What you return should be the line containing "positive clicks: (1, 227) (37, 219) (26, 234)" and each line after it to the end of the records, copied exactly.

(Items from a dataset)
-------

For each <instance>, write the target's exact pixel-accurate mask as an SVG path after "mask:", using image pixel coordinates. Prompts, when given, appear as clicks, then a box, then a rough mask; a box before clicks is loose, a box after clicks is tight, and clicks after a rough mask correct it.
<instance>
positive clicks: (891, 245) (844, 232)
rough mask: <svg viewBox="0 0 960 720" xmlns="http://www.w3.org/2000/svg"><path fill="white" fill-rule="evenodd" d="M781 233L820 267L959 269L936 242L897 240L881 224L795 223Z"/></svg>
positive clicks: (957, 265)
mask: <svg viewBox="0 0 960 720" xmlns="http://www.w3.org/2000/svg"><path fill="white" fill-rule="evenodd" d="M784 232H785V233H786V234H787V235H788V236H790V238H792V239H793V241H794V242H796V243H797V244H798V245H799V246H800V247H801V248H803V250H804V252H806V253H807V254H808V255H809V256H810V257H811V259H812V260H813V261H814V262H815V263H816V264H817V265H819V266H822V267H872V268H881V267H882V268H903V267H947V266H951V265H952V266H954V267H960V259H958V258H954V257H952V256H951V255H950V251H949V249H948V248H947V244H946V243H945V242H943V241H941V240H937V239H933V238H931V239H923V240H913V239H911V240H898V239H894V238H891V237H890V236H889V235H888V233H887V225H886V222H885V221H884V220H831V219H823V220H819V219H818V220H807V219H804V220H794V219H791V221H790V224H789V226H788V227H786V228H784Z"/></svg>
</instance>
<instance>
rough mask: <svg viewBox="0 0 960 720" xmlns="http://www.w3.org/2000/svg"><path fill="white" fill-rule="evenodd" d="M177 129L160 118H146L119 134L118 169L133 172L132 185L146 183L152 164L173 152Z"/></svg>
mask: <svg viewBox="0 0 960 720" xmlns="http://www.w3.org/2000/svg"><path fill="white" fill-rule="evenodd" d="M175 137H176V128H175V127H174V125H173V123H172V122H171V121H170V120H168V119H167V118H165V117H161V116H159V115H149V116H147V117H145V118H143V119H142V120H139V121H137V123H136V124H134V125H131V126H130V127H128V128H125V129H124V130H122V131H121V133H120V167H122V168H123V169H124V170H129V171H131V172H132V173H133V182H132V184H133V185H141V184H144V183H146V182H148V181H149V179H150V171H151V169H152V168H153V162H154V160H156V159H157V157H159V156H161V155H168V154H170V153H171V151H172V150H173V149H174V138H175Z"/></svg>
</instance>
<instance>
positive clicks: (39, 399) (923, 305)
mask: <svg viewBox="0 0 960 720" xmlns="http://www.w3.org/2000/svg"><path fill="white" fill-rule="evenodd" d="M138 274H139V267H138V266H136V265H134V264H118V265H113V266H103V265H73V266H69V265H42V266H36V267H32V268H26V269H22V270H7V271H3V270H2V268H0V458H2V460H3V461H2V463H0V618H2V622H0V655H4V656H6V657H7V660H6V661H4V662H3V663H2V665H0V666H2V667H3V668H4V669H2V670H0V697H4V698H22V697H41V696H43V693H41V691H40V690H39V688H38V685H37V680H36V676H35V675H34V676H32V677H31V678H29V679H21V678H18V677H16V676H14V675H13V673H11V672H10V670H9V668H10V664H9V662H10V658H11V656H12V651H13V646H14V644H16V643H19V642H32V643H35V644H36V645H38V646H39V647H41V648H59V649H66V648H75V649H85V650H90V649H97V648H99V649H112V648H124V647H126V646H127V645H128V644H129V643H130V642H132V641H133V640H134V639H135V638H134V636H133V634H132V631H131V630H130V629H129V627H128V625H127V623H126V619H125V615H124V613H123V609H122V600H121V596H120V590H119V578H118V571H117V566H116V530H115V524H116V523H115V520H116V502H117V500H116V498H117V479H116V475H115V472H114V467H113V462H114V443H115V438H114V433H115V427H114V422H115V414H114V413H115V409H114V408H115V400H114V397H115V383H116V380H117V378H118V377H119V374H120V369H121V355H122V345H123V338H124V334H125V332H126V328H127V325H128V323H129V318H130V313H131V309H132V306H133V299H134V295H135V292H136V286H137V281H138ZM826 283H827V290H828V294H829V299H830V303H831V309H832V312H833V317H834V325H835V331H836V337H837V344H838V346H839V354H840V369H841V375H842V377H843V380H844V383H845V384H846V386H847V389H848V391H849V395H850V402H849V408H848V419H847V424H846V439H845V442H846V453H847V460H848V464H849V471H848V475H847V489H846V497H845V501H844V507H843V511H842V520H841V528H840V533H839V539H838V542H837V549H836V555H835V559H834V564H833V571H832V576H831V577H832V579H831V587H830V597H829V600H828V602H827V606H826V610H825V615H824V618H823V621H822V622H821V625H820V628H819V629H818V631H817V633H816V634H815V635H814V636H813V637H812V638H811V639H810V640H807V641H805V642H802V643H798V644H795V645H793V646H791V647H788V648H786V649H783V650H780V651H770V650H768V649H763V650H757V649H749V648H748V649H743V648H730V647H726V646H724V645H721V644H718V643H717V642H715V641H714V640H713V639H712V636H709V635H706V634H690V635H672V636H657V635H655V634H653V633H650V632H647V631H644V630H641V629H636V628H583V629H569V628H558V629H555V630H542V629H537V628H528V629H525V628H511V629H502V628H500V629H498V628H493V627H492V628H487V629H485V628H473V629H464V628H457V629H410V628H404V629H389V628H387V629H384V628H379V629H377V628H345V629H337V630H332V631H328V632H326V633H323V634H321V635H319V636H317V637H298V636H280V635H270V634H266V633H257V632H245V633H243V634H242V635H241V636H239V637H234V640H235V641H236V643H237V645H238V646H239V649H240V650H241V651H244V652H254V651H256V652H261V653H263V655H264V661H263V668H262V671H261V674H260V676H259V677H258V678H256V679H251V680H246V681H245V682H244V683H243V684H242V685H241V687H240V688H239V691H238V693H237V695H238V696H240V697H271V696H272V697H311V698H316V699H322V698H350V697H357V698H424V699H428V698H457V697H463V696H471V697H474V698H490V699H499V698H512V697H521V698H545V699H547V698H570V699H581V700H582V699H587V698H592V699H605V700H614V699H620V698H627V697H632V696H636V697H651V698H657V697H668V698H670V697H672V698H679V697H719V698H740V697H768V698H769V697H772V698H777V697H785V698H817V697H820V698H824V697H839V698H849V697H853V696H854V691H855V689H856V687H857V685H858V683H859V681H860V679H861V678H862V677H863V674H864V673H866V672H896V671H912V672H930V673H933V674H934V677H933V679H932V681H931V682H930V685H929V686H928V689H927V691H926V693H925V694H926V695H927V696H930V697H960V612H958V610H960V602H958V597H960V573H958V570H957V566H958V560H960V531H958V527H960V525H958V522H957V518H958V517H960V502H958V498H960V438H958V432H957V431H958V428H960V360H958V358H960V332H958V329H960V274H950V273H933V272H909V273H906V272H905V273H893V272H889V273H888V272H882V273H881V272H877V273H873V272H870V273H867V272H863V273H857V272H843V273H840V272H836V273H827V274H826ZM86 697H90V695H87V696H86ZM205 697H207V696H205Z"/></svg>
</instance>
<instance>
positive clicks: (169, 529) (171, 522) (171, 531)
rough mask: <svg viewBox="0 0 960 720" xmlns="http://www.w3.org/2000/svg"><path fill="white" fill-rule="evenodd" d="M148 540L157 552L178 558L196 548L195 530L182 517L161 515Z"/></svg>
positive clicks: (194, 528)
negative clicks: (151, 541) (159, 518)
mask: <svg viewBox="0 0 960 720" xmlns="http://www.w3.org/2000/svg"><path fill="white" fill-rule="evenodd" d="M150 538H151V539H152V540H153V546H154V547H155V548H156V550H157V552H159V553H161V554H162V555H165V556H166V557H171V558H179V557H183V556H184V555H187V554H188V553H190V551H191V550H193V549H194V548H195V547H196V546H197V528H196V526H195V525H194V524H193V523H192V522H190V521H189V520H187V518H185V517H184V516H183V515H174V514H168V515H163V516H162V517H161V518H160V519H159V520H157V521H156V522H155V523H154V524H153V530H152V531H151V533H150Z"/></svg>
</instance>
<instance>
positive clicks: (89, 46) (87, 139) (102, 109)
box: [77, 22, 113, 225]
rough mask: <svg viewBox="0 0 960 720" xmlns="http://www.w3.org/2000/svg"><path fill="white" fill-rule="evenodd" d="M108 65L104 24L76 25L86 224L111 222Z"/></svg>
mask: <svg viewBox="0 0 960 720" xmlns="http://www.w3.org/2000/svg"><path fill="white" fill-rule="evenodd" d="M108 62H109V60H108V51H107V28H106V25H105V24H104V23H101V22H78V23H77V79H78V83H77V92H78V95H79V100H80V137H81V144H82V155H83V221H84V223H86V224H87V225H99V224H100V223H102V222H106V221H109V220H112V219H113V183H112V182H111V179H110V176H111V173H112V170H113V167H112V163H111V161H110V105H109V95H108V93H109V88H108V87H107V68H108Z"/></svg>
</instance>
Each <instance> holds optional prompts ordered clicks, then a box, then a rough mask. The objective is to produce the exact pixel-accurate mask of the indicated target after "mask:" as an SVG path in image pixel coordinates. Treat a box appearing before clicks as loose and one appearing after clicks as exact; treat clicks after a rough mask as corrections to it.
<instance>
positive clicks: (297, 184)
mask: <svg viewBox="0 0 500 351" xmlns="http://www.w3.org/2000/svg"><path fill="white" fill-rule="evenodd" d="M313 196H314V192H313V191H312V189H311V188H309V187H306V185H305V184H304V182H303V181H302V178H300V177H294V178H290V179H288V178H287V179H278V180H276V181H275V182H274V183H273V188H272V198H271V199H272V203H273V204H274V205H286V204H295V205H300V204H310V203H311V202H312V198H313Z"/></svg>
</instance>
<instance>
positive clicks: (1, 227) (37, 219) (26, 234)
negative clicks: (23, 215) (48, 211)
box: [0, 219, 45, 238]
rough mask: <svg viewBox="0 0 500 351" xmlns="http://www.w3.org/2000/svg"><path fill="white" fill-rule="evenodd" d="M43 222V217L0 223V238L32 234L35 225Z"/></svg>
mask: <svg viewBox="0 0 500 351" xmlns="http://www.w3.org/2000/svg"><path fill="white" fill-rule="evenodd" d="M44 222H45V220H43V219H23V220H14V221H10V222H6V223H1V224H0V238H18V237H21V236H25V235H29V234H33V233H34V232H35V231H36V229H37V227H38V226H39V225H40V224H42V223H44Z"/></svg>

-------

RESPONSE —
positive clicks: (1, 227) (37, 219) (26, 234)
negative clicks: (23, 215) (48, 211)
box: [0, 219, 45, 238]
rough mask: <svg viewBox="0 0 500 351" xmlns="http://www.w3.org/2000/svg"><path fill="white" fill-rule="evenodd" d="M43 222V217L0 223V238L32 234L35 225Z"/></svg>
mask: <svg viewBox="0 0 500 351" xmlns="http://www.w3.org/2000/svg"><path fill="white" fill-rule="evenodd" d="M44 222H45V220H43V219H23V220H14V221H10V222H6V223H1V224H0V238H18V237H21V236H25V235H29V234H33V233H34V232H35V231H36V229H37V227H38V226H39V225H40V224H42V223H44Z"/></svg>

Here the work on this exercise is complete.